──────── DATA FOR THIS TASK ────────

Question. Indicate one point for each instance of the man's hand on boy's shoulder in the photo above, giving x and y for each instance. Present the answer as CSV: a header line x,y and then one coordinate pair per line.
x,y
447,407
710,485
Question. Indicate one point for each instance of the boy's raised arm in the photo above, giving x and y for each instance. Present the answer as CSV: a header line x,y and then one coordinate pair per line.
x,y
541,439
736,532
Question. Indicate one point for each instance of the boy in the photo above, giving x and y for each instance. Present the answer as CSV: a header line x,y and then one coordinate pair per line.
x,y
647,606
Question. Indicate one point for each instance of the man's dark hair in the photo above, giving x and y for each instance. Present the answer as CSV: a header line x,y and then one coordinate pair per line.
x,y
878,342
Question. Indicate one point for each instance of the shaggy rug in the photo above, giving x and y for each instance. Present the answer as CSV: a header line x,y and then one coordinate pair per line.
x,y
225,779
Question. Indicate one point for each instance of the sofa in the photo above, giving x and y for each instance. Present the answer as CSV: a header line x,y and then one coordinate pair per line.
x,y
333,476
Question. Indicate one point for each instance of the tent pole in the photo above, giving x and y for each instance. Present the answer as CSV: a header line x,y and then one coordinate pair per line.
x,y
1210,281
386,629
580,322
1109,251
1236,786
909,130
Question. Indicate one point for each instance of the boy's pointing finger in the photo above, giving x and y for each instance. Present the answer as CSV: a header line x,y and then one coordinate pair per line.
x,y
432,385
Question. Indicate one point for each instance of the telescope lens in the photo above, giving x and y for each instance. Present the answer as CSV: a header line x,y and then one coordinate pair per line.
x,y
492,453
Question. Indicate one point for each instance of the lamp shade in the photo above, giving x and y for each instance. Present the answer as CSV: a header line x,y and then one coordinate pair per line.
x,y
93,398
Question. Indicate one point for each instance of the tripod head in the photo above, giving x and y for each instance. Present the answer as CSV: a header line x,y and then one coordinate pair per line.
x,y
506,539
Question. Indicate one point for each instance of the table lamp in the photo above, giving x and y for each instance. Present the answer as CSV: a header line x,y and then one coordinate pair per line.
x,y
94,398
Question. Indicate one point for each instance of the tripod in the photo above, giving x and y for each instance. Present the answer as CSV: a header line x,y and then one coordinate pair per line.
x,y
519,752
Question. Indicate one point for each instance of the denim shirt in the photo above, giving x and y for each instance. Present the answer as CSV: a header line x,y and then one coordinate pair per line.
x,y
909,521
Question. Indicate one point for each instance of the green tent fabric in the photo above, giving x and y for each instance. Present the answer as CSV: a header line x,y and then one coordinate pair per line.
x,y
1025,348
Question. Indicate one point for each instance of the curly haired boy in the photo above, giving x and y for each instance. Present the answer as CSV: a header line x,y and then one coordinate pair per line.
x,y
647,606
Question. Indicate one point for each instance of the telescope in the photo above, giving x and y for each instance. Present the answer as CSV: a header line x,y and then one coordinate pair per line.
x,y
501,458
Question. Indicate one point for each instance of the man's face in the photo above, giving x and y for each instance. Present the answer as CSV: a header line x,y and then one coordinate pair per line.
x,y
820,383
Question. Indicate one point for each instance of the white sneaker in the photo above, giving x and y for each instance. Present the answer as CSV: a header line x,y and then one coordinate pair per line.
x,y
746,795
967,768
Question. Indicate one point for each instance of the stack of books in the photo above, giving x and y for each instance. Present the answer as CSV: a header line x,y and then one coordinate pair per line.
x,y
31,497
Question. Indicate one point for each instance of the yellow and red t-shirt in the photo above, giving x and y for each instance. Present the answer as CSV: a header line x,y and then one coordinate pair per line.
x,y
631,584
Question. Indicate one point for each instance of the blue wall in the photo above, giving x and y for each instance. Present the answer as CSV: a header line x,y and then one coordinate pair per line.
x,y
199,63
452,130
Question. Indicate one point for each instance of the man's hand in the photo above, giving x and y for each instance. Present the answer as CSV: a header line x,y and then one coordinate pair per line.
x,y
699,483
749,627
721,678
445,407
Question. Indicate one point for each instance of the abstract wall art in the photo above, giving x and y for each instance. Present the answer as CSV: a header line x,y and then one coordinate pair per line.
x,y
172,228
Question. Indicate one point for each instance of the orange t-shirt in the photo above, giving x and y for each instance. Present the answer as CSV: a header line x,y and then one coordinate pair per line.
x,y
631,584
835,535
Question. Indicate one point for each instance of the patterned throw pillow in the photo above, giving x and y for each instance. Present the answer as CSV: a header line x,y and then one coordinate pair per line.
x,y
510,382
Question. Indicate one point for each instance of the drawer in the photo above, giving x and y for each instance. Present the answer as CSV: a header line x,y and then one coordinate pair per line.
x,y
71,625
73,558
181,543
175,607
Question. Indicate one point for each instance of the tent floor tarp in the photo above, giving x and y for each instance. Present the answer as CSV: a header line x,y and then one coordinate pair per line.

────────

## EXERCISE REQUIREMENTS
Output exactly the lines above, from the one holding "Question. Indicate one point for each instance of the stack" through the end of the data, including the first and last.

## TASK ANSWER
Question. Indicate one point for each instance of the stack of books in the photo above, giving x and y for each instance. Present the answer as CSV: a header line x,y and then one coordinate pair per line.
x,y
31,497
Question. Indicate one point for each instance of the yellow and red t-shirt in the photo above, giving x and y for each instance. Present the answer as CSV: a header line x,y and then one coordinate pair per line.
x,y
631,584
Question. Indicate one point for each instance of the blue wall in the photo above, giving x and y for each instance. Present the answer as CSV: a header line x,y and then one coordinate pair per line.
x,y
199,63
452,130
Question. Indicate one point for each instance of the man's hand in the photo above, giving x and y for each instance. Present the answer as CSV: a header line x,y and then one coordinate pair per line.
x,y
699,483
749,627
721,678
445,407
Question. Indicate one point for each instance of the abstract wall art in the photo above, giving x and y for each instance. Present the answer as CSV: a header line x,y and then one coordinate pair per line.
x,y
172,228
Question. Indicate one point for each instance of the orange t-shirt in the photo above, giving x and y for each instance. Present the answer as CSV: a header line x,y and then one coordinate pair per line.
x,y
631,584
835,535
Question. Indicate one point for each instance of the patterned throw pillow in the photo above, giving x and y for each instance. Present the answer as CSV: a header line x,y and then one coordinate pair per line.
x,y
510,382
Question. Indicate one point for each instance of the drawer in the photo above, giving x and y for each instance. Present the answer as CSV: a header line x,y and then one coordinate pair per line.
x,y
71,625
73,558
181,543
175,607
Question. Indicate one point for each instance of the tent floor tarp in the photo above, giving x and y for each instance. Present the answer as CSV: a header line x,y and then one coordinate pair per line.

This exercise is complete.